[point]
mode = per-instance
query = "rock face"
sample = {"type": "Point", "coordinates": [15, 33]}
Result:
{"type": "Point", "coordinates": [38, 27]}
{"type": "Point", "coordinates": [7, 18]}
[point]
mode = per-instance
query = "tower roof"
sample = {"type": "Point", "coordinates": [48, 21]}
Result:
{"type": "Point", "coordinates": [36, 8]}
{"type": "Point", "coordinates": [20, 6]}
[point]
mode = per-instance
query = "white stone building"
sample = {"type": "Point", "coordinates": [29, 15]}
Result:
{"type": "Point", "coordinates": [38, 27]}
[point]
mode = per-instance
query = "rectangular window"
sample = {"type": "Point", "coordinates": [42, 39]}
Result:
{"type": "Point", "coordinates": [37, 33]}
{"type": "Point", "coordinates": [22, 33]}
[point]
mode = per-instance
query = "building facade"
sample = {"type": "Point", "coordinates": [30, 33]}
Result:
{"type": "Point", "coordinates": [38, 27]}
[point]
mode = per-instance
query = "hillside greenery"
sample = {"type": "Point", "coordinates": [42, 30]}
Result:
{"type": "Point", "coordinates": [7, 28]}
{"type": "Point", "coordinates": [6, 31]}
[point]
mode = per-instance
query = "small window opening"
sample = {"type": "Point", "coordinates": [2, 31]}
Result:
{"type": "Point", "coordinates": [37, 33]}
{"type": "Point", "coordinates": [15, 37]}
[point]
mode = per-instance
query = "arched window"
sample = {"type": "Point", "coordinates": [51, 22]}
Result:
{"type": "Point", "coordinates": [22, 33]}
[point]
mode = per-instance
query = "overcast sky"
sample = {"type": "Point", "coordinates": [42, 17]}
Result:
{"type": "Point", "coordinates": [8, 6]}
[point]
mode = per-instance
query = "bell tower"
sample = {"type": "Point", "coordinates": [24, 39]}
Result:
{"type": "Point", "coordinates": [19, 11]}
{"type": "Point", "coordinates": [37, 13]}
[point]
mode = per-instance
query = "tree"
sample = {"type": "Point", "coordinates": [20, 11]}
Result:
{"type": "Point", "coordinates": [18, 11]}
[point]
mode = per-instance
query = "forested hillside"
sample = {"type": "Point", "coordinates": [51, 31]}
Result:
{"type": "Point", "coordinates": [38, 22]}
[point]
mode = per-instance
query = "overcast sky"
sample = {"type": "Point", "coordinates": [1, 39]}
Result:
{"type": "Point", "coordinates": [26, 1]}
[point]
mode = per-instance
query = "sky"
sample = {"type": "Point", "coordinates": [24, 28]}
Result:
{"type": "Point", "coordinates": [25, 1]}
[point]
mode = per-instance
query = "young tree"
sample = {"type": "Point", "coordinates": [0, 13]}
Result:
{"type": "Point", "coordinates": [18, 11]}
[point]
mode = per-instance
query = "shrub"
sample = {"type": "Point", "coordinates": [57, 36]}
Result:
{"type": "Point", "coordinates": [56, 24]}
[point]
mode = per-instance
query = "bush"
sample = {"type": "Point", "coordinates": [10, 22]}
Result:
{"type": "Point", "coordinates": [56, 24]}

* _Task to carry out_
Line by line, please reproduce the records exactly.

* _Exercise answer_
[point]
mode = per-instance
query = "rock face"
sample = {"type": "Point", "coordinates": [15, 33]}
Result:
{"type": "Point", "coordinates": [38, 27]}
{"type": "Point", "coordinates": [7, 18]}
[point]
mode = per-instance
query = "tower roof"
sample = {"type": "Point", "coordinates": [48, 21]}
Result:
{"type": "Point", "coordinates": [36, 8]}
{"type": "Point", "coordinates": [20, 6]}
[point]
mode = per-instance
query = "white stone building"
sample = {"type": "Point", "coordinates": [29, 15]}
Result:
{"type": "Point", "coordinates": [38, 27]}
[point]
mode = per-instance
query = "rectangular window"
sample = {"type": "Point", "coordinates": [42, 39]}
Result:
{"type": "Point", "coordinates": [37, 33]}
{"type": "Point", "coordinates": [22, 33]}
[point]
mode = per-instance
query = "building facade"
sample = {"type": "Point", "coordinates": [30, 33]}
Result:
{"type": "Point", "coordinates": [38, 27]}
[point]
mode = per-instance
query = "hillside greenery"
sample = {"type": "Point", "coordinates": [42, 30]}
Result:
{"type": "Point", "coordinates": [7, 28]}
{"type": "Point", "coordinates": [6, 31]}
[point]
mode = per-instance
query = "small window opening"
sample = {"type": "Point", "coordinates": [2, 31]}
Result:
{"type": "Point", "coordinates": [37, 33]}
{"type": "Point", "coordinates": [15, 37]}
[point]
mode = per-instance
query = "arched window"
sample = {"type": "Point", "coordinates": [51, 22]}
Result:
{"type": "Point", "coordinates": [22, 33]}
[point]
mode = per-instance
query = "overcast sky"
sample = {"type": "Point", "coordinates": [42, 17]}
Result:
{"type": "Point", "coordinates": [8, 6]}
[point]
mode = per-instance
query = "bell tower"
sample = {"type": "Point", "coordinates": [24, 39]}
Result:
{"type": "Point", "coordinates": [19, 11]}
{"type": "Point", "coordinates": [37, 13]}
[point]
mode = per-instance
query = "tree"
sample = {"type": "Point", "coordinates": [20, 11]}
Result:
{"type": "Point", "coordinates": [18, 11]}
[point]
mode = per-instance
query = "forested hillside"
sample = {"type": "Point", "coordinates": [51, 31]}
Result:
{"type": "Point", "coordinates": [38, 22]}
[point]
mode = per-instance
query = "overcast sky"
sample = {"type": "Point", "coordinates": [1, 39]}
Result:
{"type": "Point", "coordinates": [26, 1]}
[point]
mode = per-instance
query = "sky"
sample = {"type": "Point", "coordinates": [24, 28]}
Result:
{"type": "Point", "coordinates": [25, 1]}
[point]
mode = per-instance
query = "young tree"
sample = {"type": "Point", "coordinates": [0, 13]}
Result:
{"type": "Point", "coordinates": [18, 11]}
[point]
mode = per-instance
query = "shrub"
sample = {"type": "Point", "coordinates": [57, 36]}
Result:
{"type": "Point", "coordinates": [56, 24]}
[point]
mode = per-instance
query = "bush"
sample = {"type": "Point", "coordinates": [10, 22]}
Result:
{"type": "Point", "coordinates": [56, 24]}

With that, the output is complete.